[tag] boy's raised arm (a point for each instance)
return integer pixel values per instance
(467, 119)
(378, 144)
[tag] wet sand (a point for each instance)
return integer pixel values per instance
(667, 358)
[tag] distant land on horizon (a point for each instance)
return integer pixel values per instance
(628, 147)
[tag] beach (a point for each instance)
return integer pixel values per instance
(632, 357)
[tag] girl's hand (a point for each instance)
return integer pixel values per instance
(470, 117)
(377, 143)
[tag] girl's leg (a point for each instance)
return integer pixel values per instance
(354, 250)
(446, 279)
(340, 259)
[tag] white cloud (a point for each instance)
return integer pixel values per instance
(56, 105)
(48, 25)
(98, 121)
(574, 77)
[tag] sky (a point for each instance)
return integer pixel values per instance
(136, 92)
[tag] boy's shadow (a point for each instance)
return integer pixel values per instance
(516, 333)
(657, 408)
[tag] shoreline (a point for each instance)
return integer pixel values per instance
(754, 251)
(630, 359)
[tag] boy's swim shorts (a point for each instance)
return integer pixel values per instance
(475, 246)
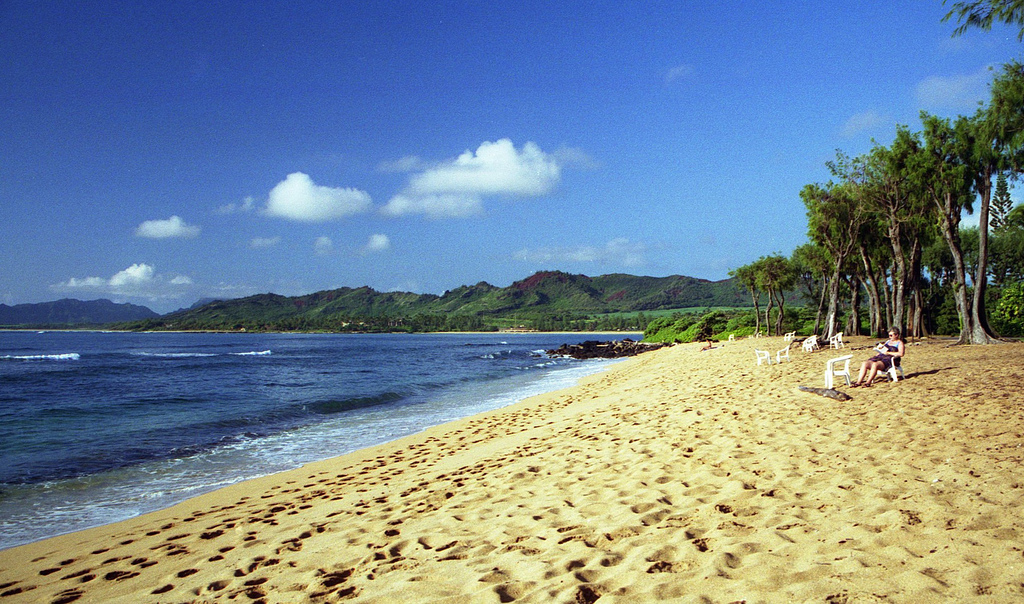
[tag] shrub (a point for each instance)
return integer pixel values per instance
(1009, 314)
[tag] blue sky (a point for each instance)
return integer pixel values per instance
(160, 153)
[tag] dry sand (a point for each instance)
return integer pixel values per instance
(679, 475)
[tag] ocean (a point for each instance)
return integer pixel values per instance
(97, 427)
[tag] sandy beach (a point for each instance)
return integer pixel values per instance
(679, 475)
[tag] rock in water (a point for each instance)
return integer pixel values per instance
(829, 392)
(595, 349)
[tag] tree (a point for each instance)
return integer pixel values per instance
(810, 263)
(889, 189)
(834, 219)
(775, 275)
(982, 13)
(1001, 204)
(747, 275)
(947, 181)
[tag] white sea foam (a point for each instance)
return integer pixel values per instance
(65, 356)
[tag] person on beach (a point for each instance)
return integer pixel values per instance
(889, 351)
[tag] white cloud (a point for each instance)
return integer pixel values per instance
(620, 252)
(162, 229)
(262, 243)
(247, 205)
(443, 206)
(861, 122)
(378, 243)
(133, 276)
(456, 188)
(138, 281)
(407, 164)
(297, 198)
(678, 73)
(963, 91)
(323, 246)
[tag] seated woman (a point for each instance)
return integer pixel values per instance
(889, 351)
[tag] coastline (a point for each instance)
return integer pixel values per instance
(674, 475)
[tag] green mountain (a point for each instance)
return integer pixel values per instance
(536, 301)
(71, 312)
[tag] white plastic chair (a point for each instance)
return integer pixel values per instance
(833, 369)
(894, 371)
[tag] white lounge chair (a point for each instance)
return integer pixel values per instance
(833, 369)
(895, 371)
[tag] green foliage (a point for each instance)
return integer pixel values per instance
(1009, 314)
(545, 301)
(715, 325)
(982, 13)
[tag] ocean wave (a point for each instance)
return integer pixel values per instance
(347, 404)
(65, 356)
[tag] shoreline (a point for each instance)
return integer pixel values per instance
(168, 479)
(674, 475)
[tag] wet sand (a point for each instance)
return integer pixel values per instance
(679, 475)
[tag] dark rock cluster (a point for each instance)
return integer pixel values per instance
(595, 349)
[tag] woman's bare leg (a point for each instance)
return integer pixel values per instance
(863, 370)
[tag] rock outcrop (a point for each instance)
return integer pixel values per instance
(612, 349)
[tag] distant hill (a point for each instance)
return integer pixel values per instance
(72, 312)
(551, 299)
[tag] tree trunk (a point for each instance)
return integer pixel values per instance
(781, 314)
(950, 231)
(983, 334)
(888, 283)
(873, 300)
(821, 304)
(899, 278)
(832, 320)
(853, 322)
(757, 312)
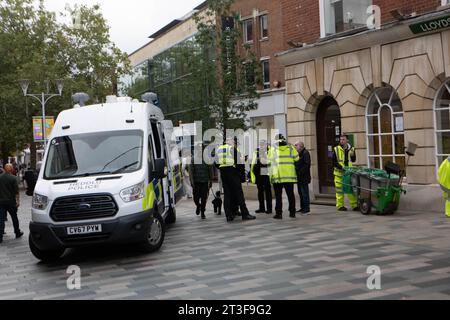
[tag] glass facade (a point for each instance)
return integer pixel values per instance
(385, 128)
(343, 15)
(442, 119)
(181, 76)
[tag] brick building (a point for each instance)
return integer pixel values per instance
(385, 87)
(261, 22)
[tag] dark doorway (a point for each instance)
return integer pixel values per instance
(328, 133)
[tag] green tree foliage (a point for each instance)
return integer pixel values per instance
(35, 45)
(237, 74)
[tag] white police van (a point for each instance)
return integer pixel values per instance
(111, 174)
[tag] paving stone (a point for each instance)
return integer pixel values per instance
(324, 256)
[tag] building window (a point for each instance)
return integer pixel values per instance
(266, 74)
(442, 122)
(248, 30)
(264, 26)
(385, 128)
(342, 15)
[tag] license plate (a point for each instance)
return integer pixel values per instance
(84, 229)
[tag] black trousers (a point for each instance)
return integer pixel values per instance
(233, 193)
(200, 190)
(15, 220)
(264, 193)
(289, 187)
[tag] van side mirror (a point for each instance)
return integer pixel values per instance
(159, 171)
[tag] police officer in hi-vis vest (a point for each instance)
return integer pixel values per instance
(228, 159)
(259, 173)
(344, 155)
(444, 182)
(283, 175)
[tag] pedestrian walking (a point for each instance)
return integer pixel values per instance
(283, 158)
(201, 175)
(344, 155)
(259, 173)
(303, 177)
(444, 182)
(9, 201)
(228, 159)
(185, 162)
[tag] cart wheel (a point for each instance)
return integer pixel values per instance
(390, 209)
(365, 206)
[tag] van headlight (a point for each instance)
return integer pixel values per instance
(40, 202)
(133, 193)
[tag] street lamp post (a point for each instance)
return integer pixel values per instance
(43, 98)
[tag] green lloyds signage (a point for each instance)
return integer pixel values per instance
(432, 25)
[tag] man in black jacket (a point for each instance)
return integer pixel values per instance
(303, 177)
(259, 174)
(9, 200)
(201, 176)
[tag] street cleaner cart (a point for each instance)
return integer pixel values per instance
(377, 190)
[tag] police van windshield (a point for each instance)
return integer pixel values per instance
(92, 154)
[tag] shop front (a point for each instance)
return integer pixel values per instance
(384, 88)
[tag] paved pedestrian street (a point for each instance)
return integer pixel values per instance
(323, 256)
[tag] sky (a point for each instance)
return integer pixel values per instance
(132, 21)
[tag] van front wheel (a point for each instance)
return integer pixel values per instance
(45, 255)
(155, 235)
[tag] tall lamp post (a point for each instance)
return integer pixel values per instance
(43, 98)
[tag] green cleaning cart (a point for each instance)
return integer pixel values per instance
(376, 190)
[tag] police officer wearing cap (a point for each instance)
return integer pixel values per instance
(283, 158)
(228, 159)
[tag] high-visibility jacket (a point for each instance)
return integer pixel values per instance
(225, 156)
(264, 166)
(444, 175)
(340, 155)
(282, 164)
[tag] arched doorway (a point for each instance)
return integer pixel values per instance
(328, 133)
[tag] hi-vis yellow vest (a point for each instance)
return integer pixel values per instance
(340, 154)
(225, 156)
(255, 158)
(444, 175)
(282, 164)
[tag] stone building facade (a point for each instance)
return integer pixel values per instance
(385, 88)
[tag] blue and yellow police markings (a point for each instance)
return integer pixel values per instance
(153, 193)
(176, 178)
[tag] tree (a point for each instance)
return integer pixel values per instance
(35, 46)
(234, 93)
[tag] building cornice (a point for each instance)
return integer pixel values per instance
(339, 44)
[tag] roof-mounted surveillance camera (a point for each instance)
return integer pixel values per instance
(80, 98)
(151, 97)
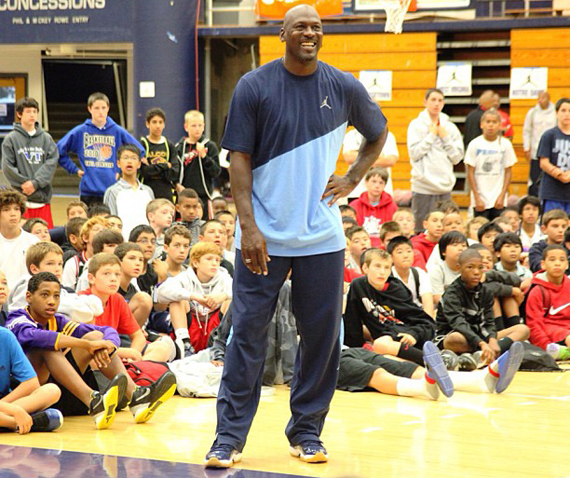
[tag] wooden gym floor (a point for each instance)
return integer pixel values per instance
(520, 433)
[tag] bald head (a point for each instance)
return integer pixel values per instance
(299, 11)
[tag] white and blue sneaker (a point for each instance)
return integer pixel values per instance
(222, 456)
(436, 368)
(310, 451)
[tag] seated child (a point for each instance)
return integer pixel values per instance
(508, 249)
(228, 220)
(214, 231)
(132, 260)
(204, 290)
(374, 206)
(219, 204)
(547, 311)
(160, 213)
(529, 230)
(348, 222)
(74, 209)
(115, 223)
(426, 241)
(188, 207)
(361, 369)
(105, 241)
(45, 335)
(359, 242)
(145, 237)
(443, 273)
(473, 227)
(414, 278)
(384, 305)
(37, 227)
(25, 407)
(465, 317)
(554, 225)
(487, 233)
(72, 246)
(405, 218)
(505, 287)
(106, 272)
(511, 214)
(73, 267)
(347, 211)
(98, 209)
(176, 246)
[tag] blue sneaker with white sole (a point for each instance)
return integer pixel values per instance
(509, 364)
(437, 369)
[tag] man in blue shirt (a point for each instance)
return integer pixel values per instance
(285, 129)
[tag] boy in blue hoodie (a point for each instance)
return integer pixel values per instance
(29, 159)
(95, 142)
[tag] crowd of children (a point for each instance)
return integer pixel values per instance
(142, 270)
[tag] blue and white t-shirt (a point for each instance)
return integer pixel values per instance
(555, 145)
(13, 362)
(293, 127)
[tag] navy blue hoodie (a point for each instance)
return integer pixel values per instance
(97, 151)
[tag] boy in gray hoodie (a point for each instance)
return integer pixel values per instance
(29, 159)
(434, 146)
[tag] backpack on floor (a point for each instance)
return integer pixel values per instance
(146, 372)
(537, 360)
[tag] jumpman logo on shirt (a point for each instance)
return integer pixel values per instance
(325, 103)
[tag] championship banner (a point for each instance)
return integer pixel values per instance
(378, 83)
(277, 9)
(527, 83)
(454, 78)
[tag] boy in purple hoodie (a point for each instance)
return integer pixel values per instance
(45, 335)
(96, 143)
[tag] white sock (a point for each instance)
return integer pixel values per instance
(409, 387)
(476, 381)
(182, 333)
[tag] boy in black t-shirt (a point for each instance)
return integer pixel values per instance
(161, 168)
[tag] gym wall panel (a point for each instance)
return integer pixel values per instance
(542, 47)
(412, 58)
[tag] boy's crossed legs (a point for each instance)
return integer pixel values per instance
(143, 401)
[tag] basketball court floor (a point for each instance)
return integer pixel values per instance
(521, 433)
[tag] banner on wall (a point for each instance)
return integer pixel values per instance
(378, 83)
(454, 78)
(65, 21)
(527, 83)
(278, 8)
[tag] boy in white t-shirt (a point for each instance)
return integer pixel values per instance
(489, 159)
(387, 159)
(14, 242)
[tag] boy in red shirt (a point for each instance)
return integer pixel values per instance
(548, 304)
(426, 241)
(105, 275)
(375, 206)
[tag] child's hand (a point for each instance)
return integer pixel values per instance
(407, 339)
(487, 354)
(101, 358)
(22, 418)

:::

• **What to produce**
Every line from the top of the material through the line containing "[tag] girl's leg (a point for each instance)" must be transcribed exactly, and no other line may appear.

• **Solved problem**
[tag] boy's raised arm (a point for each instance)
return integer pixel values per instance
(467, 119)
(378, 144)
[tag] wet sand (a point for each instance)
return integer pixel values per instance
(667, 358)
[tag] distant land on horizon (a point for each instance)
return integer pixel values per instance
(628, 147)
[tag] beach (a point for each instance)
return integer pixel values per instance
(632, 357)
[tag] girl's hand (a point for each instance)
return integer pixel values per instance
(470, 117)
(377, 143)
[tag] girl's leg (a point for each instance)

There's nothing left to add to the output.